» INSTRUCTION
Copy out, word for word, the stretch of the items below from the line containing "the white shorts" through the line containing "x=646 y=182", including both of those lines. Give only that stretch.

» DATASET RECORDS
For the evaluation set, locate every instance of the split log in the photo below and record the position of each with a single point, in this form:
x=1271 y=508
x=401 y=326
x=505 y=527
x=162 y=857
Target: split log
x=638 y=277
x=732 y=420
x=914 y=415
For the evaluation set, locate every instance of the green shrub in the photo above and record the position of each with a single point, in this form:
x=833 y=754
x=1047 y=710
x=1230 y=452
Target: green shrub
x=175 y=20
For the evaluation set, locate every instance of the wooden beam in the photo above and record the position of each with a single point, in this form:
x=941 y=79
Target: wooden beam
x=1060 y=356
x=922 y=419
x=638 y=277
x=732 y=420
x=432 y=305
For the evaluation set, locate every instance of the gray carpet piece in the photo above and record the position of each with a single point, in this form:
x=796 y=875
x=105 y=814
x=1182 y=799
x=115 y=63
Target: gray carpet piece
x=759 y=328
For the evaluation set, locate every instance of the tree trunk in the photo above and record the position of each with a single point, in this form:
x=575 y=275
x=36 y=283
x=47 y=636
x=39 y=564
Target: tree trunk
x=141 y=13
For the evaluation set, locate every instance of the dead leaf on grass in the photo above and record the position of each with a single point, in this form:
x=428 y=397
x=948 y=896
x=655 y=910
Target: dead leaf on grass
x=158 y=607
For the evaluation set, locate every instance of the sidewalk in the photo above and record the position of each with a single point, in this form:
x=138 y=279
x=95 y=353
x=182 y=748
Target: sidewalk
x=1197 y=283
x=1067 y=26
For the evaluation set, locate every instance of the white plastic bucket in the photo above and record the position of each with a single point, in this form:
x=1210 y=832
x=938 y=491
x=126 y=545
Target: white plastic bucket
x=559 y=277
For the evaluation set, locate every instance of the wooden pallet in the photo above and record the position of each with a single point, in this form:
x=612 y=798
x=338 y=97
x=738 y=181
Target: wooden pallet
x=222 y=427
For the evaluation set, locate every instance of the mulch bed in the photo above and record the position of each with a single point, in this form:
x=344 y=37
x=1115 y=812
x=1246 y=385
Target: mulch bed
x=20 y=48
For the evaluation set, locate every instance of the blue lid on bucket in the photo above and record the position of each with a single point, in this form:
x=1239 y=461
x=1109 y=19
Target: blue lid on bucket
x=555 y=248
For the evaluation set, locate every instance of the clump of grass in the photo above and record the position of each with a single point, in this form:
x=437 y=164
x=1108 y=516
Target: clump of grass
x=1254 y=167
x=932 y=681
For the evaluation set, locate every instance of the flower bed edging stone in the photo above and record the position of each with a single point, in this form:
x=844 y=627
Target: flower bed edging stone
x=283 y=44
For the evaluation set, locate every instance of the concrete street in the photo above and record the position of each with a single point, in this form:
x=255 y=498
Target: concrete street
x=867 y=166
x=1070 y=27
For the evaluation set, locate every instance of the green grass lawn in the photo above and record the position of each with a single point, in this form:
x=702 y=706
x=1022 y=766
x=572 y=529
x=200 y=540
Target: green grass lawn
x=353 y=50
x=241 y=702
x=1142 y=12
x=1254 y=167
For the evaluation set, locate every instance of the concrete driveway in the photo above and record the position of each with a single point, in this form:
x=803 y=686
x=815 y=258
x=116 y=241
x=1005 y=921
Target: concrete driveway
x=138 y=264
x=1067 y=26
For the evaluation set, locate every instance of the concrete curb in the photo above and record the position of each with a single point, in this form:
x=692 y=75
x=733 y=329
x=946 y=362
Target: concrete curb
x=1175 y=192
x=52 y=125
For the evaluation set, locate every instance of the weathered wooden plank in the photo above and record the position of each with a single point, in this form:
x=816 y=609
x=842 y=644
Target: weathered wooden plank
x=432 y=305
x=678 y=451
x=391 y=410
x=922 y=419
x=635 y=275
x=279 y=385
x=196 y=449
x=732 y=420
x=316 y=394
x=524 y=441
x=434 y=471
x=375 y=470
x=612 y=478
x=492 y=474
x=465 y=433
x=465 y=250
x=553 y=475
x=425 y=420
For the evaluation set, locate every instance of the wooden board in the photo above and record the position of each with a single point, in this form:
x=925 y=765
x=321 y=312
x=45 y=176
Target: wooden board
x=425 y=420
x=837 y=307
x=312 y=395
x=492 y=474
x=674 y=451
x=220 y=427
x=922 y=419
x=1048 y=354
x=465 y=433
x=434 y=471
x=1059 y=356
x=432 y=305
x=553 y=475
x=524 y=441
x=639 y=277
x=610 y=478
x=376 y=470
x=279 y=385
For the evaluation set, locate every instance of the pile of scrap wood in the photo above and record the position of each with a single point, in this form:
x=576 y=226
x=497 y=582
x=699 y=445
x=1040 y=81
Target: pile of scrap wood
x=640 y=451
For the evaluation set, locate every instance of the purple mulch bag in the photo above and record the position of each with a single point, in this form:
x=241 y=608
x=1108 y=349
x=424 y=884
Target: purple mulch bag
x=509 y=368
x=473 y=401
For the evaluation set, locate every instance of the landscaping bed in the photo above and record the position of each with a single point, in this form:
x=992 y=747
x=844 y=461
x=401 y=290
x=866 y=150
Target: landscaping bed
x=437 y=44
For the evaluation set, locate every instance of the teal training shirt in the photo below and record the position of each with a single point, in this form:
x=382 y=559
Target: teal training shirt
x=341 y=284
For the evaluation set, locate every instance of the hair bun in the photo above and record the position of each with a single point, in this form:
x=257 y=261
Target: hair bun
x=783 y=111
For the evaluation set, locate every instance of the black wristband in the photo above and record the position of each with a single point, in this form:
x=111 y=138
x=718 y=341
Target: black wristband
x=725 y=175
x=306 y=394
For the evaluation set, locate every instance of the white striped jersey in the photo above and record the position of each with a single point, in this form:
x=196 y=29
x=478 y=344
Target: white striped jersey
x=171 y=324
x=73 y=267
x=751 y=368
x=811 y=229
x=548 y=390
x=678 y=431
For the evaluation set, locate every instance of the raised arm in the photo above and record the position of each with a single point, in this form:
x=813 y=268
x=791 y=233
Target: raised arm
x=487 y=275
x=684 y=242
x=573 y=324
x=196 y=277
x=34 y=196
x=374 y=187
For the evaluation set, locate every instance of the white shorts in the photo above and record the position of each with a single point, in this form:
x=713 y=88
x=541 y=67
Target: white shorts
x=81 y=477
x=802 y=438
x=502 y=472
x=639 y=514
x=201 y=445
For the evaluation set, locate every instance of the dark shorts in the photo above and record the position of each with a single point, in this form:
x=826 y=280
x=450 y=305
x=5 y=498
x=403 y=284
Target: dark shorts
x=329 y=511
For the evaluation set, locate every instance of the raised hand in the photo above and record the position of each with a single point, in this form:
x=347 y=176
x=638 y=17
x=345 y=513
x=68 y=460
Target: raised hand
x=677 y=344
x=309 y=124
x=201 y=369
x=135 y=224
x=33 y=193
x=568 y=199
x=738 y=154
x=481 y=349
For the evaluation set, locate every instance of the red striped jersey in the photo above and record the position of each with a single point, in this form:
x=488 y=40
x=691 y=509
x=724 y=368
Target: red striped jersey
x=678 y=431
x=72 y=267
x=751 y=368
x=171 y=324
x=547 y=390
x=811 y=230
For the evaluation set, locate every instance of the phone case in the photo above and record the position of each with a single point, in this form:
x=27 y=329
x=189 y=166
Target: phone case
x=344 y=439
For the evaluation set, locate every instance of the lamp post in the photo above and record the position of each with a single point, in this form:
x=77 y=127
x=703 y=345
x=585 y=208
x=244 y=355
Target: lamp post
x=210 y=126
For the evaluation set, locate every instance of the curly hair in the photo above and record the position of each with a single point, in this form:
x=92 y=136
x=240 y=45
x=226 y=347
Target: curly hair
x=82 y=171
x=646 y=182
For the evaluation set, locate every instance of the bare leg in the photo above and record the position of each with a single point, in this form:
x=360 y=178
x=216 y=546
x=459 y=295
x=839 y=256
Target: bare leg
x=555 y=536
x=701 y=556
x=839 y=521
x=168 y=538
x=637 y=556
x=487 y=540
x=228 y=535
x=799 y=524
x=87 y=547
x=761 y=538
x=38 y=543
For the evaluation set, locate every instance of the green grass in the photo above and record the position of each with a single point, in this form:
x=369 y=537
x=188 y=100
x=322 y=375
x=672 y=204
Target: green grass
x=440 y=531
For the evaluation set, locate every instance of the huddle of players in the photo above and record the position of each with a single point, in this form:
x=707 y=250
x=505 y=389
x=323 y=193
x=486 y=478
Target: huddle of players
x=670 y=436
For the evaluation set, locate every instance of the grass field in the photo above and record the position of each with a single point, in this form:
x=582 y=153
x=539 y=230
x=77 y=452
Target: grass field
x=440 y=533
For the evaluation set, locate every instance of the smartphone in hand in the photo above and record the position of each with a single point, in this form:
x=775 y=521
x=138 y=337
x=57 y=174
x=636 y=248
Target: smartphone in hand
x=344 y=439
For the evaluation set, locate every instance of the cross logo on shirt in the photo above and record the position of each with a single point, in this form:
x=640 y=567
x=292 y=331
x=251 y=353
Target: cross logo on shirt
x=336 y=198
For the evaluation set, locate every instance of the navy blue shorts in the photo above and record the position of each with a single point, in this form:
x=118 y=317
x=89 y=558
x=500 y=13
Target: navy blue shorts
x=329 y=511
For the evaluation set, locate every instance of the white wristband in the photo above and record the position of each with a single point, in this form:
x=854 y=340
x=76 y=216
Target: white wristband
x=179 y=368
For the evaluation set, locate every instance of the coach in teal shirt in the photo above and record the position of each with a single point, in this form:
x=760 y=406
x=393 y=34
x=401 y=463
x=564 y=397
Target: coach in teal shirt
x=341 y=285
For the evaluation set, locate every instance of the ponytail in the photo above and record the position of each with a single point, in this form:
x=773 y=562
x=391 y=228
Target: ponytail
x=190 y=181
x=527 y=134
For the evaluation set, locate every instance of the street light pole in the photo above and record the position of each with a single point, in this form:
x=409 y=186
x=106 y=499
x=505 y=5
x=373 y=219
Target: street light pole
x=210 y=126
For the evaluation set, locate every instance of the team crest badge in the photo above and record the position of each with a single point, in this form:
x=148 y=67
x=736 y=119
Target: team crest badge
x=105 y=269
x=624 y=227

» SOLUTION TO THE EXERCISE
For the evaluation set, locate every instance of the white shorts in the photo above and record the position of each with a single point, in this form:
x=713 y=88
x=541 y=67
Target: white shorts
x=81 y=477
x=802 y=438
x=502 y=472
x=639 y=514
x=201 y=445
For the evaluation set, locate every instance of the dark shorts in the photo above and record the position of each with a single point, in this form:
x=826 y=280
x=450 y=305
x=5 y=498
x=403 y=284
Target: dark shorts
x=329 y=511
For the evaluation set, locate every instance of the raised hand in the photo above and record the position of each with a single point, in this form:
x=347 y=176
x=638 y=17
x=345 y=513
x=68 y=460
Target: raised hand
x=677 y=344
x=309 y=124
x=201 y=369
x=135 y=224
x=33 y=193
x=568 y=199
x=738 y=154
x=481 y=349
For the evaluation set, locate every instance of the red striped jersey in the photo above and record the position of each with a single point, in this form:
x=488 y=40
x=691 y=509
x=724 y=368
Target: red striped jersey
x=678 y=431
x=72 y=267
x=751 y=368
x=171 y=324
x=547 y=390
x=811 y=230
For the evaluation set, locate every instance of the phone case in the photo above and record the position of each with a single point, in this form:
x=27 y=329
x=189 y=166
Target: phone case
x=344 y=439
For the evaluation set, locate every instance of the lamp post in the photo above and record the position of each with a single point, in this form:
x=77 y=127
x=703 y=345
x=585 y=208
x=244 y=355
Target: lamp post
x=210 y=126
For the evaluation set, locate every instance of the curly hair in the photo above and record the position of each with a single point, in this form:
x=92 y=136
x=240 y=45
x=226 y=347
Target: curly hair
x=82 y=171
x=646 y=182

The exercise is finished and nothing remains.